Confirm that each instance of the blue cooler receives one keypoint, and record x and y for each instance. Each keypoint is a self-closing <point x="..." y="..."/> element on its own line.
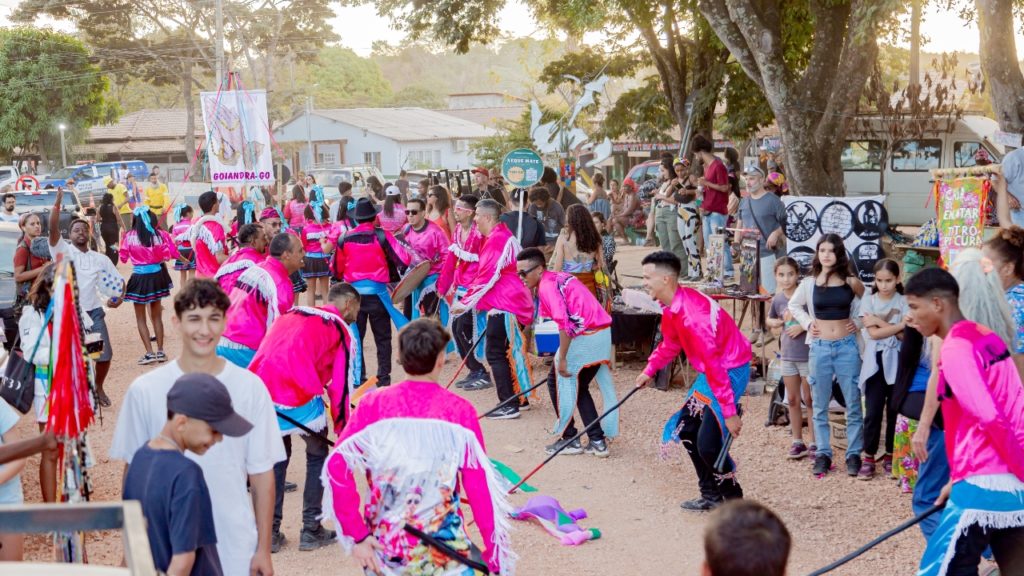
<point x="546" y="334"/>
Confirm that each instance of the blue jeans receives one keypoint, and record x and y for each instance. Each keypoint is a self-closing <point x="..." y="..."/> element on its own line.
<point x="712" y="221"/>
<point x="839" y="360"/>
<point x="933" y="474"/>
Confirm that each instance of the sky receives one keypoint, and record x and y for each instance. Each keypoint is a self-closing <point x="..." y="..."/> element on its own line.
<point x="944" y="31"/>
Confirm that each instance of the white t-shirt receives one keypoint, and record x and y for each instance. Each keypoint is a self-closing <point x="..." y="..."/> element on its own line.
<point x="95" y="274"/>
<point x="225" y="465"/>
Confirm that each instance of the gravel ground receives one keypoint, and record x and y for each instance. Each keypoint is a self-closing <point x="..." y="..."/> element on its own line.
<point x="633" y="496"/>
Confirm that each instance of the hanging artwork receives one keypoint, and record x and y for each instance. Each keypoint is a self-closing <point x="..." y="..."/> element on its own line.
<point x="859" y="221"/>
<point x="960" y="202"/>
<point x="238" y="136"/>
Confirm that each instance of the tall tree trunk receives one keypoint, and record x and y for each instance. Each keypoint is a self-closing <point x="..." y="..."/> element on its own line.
<point x="189" y="117"/>
<point x="998" y="62"/>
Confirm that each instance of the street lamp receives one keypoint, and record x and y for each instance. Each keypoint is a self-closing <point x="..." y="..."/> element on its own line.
<point x="64" y="154"/>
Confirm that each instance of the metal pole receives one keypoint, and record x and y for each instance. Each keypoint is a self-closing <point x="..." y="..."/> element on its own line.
<point x="64" y="150"/>
<point x="309" y="130"/>
<point x="219" y="11"/>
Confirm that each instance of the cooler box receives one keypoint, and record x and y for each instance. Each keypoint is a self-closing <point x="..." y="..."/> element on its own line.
<point x="546" y="334"/>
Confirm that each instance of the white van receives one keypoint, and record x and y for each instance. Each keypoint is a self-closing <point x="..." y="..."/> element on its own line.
<point x="908" y="180"/>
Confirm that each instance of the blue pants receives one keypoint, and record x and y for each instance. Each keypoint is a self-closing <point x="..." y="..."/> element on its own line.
<point x="933" y="474"/>
<point x="839" y="360"/>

▸ EXERCISE: Keep the pictures out and transcribe the listing exactly.

▸ WRITTEN RESPONSE:
Confirm that each instance of the blue cooler receives one keypoint, and record x and y for each instance. Each keypoint is a self-closing <point x="..." y="..."/> element on its own line.
<point x="546" y="334"/>
Confirm that each instance of the blue jeans receives one keypoint, and record x and y for each instance. Each keypoint is a self-closing <point x="..." y="..."/> element on its own line.
<point x="712" y="221"/>
<point x="839" y="360"/>
<point x="933" y="474"/>
Confirm that each instance of the sky receives one keypoint, and record x and y for each instance. Each keypoint is a self-closing <point x="..." y="..."/> element on its own line.
<point x="944" y="31"/>
Confirm that each instance of the white t-shirt receives one keypoint, and record x and y for each instance. Each keypoint is a self-closing <point x="..." y="..."/> element on its own line.
<point x="95" y="274"/>
<point x="225" y="465"/>
Confirm that each instance of the gravel ground receives one keypoint, and record x and y for each instance. Each keypoint is a self-closing <point x="..." y="..."/> element on its own line.
<point x="633" y="496"/>
Confirm that each instance of the hanging artwork receives one keypoint, and record x and y for each instance. Each keypoint is a self-closing <point x="..." y="..."/> element on its own line.
<point x="859" y="221"/>
<point x="960" y="202"/>
<point x="238" y="136"/>
Confirm that each instance of the tall tree trunk receives one keypoint, and record x and y for each instance. Each keypoint is a self-closing <point x="..." y="..."/> element on its own line.
<point x="189" y="117"/>
<point x="998" y="62"/>
Confirm that each instance of the street lamp receives one keypoint, and record x and y for each instance. Each keypoint is a self-closing <point x="..." y="..."/> element on its own line.
<point x="64" y="154"/>
Confirm that each instance of the metal pole receives one keypoint, and record x and y for each instance. Each keypoint is a self-closing <point x="..." y="..."/> element on its own line.
<point x="64" y="150"/>
<point x="309" y="130"/>
<point x="219" y="11"/>
Confirm that each instance of the cooler box receives one keypoint, and record x and y for each instance. Each keypoint is a self-closing <point x="..." y="..."/> element on its own line.
<point x="546" y="334"/>
Confirm that each instance of the white van receives one keypoint, and record x and y for each instance. Each keypoint is a self-closing <point x="..." y="..."/> element on its own line.
<point x="908" y="180"/>
Confirm that each instance of the blue pants receives one keypoint, and record x and y for each instance. Each keypoint is a self-closing <point x="..." y="..."/> element on its own line.
<point x="933" y="474"/>
<point x="839" y="360"/>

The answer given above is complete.